## WHAT THIS TASK INVOLVES
Starting at the line that contains "Could you please indicate the man's hair", copy every line through the end of the listing below exactly, and copy nothing else.

## MATERIAL PROVIDED
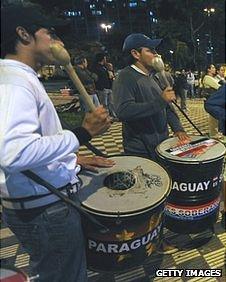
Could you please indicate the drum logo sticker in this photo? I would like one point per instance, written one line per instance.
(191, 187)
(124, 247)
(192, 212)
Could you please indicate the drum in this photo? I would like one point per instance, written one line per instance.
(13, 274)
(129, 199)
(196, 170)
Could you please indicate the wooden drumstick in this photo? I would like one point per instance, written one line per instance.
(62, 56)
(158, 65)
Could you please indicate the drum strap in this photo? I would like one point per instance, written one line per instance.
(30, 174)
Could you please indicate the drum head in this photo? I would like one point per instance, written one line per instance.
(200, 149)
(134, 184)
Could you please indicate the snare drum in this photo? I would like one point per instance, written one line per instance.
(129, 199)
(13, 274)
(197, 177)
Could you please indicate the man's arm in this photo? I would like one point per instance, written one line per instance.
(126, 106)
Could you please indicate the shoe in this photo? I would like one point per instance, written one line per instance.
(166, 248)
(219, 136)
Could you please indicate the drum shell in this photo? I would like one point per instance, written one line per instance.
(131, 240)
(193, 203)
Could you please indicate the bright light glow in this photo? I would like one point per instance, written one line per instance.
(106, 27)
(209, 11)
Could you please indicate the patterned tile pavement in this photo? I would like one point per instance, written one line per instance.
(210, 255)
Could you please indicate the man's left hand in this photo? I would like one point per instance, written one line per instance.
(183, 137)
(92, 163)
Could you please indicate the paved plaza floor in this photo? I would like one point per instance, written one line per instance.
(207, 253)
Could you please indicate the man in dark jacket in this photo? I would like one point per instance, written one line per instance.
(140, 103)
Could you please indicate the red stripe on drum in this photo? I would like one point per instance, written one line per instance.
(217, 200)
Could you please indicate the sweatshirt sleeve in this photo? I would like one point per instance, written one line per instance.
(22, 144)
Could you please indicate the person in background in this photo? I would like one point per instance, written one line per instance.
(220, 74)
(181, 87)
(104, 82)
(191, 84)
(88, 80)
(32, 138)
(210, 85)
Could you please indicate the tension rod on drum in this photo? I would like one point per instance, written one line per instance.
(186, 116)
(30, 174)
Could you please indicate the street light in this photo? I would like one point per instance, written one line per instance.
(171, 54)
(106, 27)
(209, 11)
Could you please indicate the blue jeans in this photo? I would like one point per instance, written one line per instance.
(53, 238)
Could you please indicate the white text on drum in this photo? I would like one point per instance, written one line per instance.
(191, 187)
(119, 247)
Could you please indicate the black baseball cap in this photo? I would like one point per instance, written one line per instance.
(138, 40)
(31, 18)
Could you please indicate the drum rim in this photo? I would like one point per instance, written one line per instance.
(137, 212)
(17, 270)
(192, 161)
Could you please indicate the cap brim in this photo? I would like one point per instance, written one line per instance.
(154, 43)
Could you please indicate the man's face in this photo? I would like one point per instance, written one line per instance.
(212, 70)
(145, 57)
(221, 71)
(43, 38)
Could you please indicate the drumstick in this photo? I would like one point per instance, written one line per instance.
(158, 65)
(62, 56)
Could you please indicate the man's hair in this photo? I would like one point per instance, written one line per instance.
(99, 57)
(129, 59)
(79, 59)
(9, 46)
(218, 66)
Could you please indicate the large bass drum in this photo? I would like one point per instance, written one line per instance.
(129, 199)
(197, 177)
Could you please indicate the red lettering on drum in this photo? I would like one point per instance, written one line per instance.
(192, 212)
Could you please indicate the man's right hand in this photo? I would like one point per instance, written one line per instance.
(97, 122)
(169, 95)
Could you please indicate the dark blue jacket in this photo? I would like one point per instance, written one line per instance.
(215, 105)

## RESULT OF THE EXERCISE
Could you please indicate the man's hair in this photo? I would like one point per instance, written one line per instance.
(99, 57)
(129, 59)
(79, 59)
(9, 46)
(218, 66)
Could you please indicate the large bass drum in this photo? I would like one point per instance, written one line per instance.
(129, 199)
(197, 177)
Could you please indicate the red lettering on drum in this photo? I would like one point per instance, written one line per instance.
(192, 212)
Could you please indicate the man's right hand in this photo? I would like one point per instance, written one line per instance.
(97, 122)
(169, 95)
Could you please indicate the dark blue jacket in this photo? I would like one point per instance, written one line per instance.
(215, 105)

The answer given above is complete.